=== WORK INSTRUCTIONS ===
Please copy out the records word for word, everything from the line containing "the red sports" down to the line containing "[[325, 256]]", with both of those lines included.

=== DATA FOR THIS EXERCISE ===
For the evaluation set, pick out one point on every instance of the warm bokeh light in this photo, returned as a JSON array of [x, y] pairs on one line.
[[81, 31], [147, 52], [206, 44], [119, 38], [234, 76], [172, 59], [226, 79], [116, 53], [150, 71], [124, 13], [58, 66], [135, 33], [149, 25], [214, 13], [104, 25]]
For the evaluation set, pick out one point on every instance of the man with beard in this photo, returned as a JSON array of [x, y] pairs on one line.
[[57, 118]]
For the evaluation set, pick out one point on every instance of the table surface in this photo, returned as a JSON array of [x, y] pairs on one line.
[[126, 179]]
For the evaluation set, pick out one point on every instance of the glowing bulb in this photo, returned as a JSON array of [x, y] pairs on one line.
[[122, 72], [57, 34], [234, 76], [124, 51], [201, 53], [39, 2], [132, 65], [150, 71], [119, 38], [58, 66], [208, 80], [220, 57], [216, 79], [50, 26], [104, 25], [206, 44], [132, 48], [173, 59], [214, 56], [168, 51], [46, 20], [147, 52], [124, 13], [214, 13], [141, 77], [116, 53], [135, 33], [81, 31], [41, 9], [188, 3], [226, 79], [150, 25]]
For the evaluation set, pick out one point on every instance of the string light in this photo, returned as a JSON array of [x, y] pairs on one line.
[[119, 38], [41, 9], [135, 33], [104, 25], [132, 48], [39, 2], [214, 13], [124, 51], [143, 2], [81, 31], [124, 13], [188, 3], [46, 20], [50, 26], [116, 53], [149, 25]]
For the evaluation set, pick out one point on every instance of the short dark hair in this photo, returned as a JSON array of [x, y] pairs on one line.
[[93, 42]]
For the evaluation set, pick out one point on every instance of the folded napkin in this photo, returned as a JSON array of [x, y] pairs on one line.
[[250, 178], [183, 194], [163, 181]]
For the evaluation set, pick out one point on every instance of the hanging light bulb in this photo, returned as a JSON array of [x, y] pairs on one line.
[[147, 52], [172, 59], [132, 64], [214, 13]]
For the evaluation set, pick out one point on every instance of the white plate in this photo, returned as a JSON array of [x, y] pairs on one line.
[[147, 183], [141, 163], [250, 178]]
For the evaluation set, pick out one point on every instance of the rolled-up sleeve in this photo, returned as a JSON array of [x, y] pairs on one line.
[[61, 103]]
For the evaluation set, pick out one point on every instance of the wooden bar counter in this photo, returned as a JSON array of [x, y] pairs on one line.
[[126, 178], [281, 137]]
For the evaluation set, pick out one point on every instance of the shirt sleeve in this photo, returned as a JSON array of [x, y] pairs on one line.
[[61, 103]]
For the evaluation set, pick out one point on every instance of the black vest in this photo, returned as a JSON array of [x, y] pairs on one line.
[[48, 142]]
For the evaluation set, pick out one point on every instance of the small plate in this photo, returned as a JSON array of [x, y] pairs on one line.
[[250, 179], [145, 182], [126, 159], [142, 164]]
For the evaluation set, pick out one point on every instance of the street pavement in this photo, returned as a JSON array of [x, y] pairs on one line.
* * *
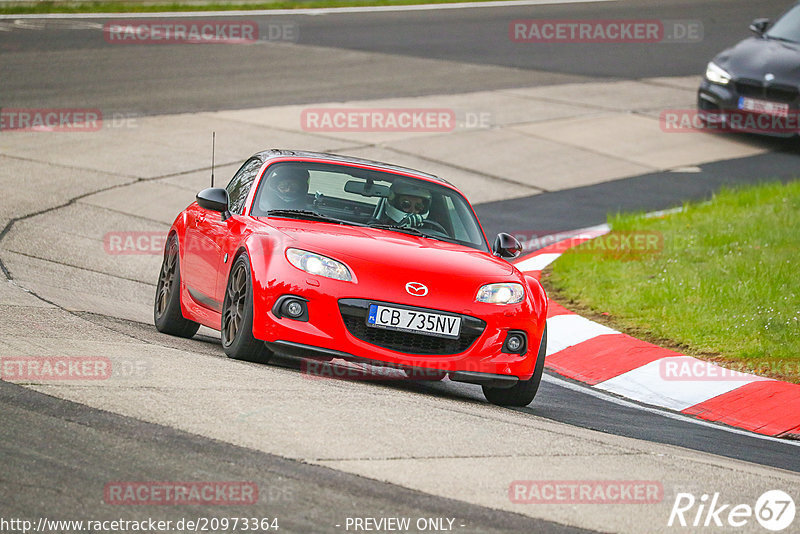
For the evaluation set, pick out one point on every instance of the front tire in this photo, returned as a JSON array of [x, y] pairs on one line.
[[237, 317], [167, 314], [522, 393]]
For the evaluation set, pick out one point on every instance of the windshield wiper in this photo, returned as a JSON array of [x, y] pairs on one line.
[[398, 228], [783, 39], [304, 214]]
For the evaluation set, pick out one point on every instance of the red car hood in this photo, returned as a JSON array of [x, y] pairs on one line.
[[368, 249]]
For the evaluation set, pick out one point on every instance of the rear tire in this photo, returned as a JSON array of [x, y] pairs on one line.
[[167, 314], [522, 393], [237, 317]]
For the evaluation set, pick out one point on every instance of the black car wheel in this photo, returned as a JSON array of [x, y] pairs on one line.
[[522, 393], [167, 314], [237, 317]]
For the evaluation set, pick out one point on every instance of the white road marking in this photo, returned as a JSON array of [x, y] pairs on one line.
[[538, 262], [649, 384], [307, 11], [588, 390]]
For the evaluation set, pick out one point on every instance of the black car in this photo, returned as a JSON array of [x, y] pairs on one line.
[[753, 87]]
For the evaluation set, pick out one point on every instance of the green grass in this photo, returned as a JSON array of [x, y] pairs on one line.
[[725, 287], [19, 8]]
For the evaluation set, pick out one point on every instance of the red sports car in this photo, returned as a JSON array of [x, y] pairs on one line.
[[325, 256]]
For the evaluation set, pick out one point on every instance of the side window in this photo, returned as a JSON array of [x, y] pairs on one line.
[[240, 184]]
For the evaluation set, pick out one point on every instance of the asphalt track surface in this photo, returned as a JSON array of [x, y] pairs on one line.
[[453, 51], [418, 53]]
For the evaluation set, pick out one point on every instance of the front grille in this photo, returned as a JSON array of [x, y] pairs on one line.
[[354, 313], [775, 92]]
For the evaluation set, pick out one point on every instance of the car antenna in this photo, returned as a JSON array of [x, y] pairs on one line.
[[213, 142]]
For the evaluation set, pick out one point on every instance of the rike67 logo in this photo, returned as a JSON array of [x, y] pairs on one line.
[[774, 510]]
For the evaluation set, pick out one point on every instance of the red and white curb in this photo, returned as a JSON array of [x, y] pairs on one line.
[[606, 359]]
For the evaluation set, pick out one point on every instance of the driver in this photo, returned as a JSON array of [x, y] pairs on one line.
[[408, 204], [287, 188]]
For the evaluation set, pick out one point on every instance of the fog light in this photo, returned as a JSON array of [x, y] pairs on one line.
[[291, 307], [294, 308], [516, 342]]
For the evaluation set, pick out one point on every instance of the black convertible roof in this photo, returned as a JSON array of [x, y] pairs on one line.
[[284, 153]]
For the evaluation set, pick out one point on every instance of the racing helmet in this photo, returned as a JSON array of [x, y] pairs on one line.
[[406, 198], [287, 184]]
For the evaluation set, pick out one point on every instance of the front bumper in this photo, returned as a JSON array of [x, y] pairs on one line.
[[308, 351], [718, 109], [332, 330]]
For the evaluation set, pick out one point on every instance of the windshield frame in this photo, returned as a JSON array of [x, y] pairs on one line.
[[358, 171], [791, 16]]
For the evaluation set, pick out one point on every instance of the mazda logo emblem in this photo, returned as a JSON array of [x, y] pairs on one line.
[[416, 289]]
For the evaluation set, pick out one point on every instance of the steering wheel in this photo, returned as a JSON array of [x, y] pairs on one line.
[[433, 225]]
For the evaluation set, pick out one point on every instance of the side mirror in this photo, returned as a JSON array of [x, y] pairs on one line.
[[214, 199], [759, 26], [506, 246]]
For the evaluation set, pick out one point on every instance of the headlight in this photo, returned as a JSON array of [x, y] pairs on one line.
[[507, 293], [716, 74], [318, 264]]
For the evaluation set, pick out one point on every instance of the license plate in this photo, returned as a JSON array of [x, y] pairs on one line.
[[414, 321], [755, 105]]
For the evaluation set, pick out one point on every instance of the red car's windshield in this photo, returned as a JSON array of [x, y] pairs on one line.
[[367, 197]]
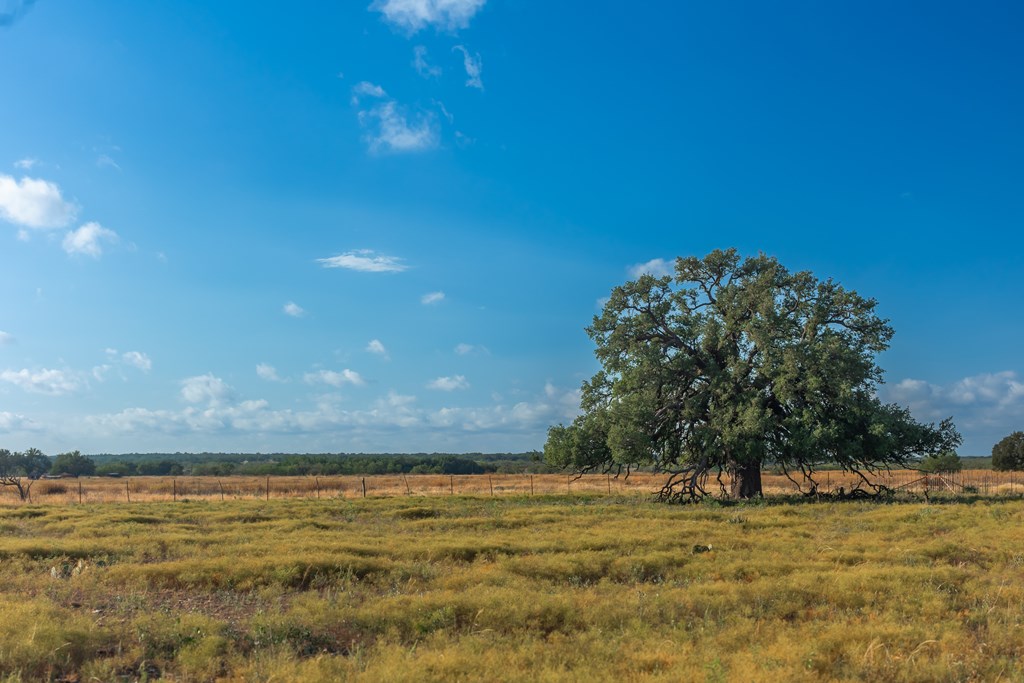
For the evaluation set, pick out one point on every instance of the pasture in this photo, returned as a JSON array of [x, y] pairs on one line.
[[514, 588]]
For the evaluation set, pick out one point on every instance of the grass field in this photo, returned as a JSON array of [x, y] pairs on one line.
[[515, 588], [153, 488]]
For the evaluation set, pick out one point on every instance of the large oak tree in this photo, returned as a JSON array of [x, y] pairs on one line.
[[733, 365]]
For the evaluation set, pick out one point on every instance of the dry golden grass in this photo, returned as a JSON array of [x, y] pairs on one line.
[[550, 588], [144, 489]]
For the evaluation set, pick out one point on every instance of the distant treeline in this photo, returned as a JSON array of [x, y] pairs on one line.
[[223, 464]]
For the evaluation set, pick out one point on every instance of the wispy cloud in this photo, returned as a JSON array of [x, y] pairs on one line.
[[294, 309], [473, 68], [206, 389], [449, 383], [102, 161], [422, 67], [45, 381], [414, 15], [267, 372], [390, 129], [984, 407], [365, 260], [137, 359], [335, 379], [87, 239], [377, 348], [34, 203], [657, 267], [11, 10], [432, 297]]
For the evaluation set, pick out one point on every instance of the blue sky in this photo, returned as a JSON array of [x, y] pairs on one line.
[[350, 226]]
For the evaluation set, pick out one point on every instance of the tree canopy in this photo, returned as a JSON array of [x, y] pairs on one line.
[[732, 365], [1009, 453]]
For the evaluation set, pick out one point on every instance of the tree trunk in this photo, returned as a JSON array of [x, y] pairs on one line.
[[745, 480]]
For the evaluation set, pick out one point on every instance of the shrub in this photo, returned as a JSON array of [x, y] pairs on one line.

=== FINAL RESULT ===
For the evaluation set, pick out one point on every instance of the red sports car in this photo, returned as a JSON array of [x, y] pairs on one line.
[[325, 256]]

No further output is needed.